### TASK DETAILS
Beginning with the line where "task: mark the region of the concrete facade" appears, restate the lines word for word through the last one in the listing.

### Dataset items
━━━━

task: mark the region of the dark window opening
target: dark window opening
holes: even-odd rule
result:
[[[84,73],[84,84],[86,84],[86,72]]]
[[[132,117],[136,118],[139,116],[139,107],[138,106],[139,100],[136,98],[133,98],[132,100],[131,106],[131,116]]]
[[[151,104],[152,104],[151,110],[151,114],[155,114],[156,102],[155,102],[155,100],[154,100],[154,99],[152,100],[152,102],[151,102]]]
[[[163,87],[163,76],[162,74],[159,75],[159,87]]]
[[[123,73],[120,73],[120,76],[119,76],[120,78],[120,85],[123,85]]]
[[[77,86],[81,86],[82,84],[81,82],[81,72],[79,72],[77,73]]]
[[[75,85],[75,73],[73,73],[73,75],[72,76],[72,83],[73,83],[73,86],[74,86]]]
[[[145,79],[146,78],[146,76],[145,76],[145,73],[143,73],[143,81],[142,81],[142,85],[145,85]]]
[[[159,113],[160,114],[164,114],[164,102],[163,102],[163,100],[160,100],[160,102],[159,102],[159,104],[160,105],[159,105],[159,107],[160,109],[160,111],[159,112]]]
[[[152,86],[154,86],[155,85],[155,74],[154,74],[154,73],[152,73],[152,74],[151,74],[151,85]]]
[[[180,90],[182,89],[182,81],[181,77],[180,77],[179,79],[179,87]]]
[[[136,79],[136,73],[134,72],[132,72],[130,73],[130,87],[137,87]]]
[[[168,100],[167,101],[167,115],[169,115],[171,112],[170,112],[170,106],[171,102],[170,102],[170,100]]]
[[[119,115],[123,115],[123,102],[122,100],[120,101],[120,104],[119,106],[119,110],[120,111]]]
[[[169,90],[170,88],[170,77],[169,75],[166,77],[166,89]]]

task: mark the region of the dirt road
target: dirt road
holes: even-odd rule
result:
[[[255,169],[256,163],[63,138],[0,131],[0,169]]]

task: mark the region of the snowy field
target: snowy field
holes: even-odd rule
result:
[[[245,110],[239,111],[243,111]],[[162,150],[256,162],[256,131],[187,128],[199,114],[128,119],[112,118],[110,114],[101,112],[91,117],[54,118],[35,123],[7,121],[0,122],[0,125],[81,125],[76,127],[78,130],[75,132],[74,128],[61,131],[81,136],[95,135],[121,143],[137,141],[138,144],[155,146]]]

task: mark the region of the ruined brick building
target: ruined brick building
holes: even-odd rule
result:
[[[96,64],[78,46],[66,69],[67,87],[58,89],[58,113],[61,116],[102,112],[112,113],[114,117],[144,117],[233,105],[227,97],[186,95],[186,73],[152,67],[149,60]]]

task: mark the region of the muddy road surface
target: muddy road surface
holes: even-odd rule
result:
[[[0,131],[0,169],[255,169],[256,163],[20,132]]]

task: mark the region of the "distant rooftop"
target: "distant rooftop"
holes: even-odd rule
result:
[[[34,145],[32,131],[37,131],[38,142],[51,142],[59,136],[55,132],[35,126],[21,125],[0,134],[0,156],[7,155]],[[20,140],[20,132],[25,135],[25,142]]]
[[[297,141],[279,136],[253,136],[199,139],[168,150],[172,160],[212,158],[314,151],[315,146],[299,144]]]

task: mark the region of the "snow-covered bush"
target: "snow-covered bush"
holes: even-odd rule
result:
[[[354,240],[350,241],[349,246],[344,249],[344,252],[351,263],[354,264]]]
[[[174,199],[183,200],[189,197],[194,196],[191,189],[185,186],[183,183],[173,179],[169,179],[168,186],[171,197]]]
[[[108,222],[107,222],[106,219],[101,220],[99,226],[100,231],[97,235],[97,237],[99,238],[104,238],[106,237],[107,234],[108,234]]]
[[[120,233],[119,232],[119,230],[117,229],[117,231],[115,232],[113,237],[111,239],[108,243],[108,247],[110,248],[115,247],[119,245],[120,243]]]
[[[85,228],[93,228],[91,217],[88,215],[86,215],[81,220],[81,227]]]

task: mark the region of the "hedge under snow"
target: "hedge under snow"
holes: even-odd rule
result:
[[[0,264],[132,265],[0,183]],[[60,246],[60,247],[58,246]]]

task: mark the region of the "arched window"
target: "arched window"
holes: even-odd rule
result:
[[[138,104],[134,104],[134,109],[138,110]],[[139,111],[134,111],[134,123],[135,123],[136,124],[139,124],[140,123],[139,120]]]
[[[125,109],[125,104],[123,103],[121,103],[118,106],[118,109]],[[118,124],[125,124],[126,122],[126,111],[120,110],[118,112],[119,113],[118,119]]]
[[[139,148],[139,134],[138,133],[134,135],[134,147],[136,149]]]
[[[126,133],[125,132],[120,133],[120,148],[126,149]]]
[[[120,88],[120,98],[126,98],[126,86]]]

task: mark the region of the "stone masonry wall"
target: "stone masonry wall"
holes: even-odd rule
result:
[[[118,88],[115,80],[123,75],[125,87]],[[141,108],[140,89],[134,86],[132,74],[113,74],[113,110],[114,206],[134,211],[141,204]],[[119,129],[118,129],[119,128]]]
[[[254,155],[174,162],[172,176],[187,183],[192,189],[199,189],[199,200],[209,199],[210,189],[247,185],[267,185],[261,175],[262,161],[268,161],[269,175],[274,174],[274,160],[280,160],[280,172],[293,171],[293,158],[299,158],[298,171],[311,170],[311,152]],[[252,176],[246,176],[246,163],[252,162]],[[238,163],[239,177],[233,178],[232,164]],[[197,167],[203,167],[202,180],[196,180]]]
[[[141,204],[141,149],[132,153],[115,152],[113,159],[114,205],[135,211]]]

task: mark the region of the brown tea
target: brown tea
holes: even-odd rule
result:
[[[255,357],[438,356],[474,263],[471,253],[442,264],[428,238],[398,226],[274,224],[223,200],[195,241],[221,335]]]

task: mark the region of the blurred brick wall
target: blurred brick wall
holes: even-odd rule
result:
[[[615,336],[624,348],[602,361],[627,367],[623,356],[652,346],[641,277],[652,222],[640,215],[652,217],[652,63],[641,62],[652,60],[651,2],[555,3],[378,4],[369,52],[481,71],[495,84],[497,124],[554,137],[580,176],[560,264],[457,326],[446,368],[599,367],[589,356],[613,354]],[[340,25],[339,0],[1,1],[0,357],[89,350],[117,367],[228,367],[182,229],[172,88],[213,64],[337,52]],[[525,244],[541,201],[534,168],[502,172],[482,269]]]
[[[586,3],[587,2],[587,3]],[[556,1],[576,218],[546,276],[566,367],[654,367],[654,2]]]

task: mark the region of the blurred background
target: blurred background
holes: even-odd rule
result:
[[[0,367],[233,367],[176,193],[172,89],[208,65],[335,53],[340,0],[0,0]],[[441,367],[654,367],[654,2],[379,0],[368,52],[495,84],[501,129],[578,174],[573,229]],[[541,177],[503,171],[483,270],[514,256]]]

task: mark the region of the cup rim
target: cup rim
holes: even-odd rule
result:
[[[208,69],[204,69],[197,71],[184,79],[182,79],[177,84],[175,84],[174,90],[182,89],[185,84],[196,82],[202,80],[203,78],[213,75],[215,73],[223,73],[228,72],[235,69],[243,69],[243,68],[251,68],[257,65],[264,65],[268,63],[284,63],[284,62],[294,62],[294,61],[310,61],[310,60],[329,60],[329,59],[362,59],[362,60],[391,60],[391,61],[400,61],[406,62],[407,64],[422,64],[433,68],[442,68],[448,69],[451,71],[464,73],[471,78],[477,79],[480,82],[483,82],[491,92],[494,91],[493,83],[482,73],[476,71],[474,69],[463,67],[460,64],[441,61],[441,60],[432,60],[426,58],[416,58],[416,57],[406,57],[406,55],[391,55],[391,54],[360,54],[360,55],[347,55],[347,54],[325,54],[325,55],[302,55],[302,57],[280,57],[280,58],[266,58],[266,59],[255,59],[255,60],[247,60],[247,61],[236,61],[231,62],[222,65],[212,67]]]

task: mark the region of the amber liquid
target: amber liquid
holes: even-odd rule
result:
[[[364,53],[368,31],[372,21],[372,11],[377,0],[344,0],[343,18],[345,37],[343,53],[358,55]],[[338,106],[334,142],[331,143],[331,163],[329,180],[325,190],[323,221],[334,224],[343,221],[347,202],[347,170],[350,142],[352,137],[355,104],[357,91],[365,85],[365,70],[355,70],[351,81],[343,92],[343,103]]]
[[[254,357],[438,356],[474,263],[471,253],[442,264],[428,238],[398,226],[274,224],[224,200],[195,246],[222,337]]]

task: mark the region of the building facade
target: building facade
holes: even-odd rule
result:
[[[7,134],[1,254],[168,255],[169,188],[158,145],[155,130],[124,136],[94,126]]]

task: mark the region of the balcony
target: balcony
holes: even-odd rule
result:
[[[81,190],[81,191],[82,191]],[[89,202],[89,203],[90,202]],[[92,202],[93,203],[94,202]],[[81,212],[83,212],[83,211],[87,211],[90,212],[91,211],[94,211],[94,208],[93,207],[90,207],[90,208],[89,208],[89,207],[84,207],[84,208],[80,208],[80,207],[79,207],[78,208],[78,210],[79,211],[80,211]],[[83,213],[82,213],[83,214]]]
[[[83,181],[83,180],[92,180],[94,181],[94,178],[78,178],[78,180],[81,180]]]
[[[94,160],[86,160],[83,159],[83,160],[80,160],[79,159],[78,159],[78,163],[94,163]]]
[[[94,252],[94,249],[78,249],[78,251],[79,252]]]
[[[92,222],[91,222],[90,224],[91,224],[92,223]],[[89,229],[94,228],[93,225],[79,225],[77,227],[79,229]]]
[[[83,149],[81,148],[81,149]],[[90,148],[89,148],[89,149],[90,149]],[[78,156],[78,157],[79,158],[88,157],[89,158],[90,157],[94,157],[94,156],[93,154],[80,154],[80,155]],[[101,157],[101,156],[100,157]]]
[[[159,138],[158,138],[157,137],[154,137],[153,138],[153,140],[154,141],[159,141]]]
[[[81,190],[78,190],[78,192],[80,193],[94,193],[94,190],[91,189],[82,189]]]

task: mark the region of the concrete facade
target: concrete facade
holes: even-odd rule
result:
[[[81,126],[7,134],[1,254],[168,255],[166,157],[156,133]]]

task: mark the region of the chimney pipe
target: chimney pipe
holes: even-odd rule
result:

━━━━

### RESULT OF THIS TASK
task: mark the region of the concrete facade
target: concrete facade
holes: even-odd rule
result:
[[[81,126],[7,134],[1,254],[168,255],[166,157],[156,133]]]

task: mark the region of the chimney pipe
target: chimney pipe
holes: even-odd rule
result:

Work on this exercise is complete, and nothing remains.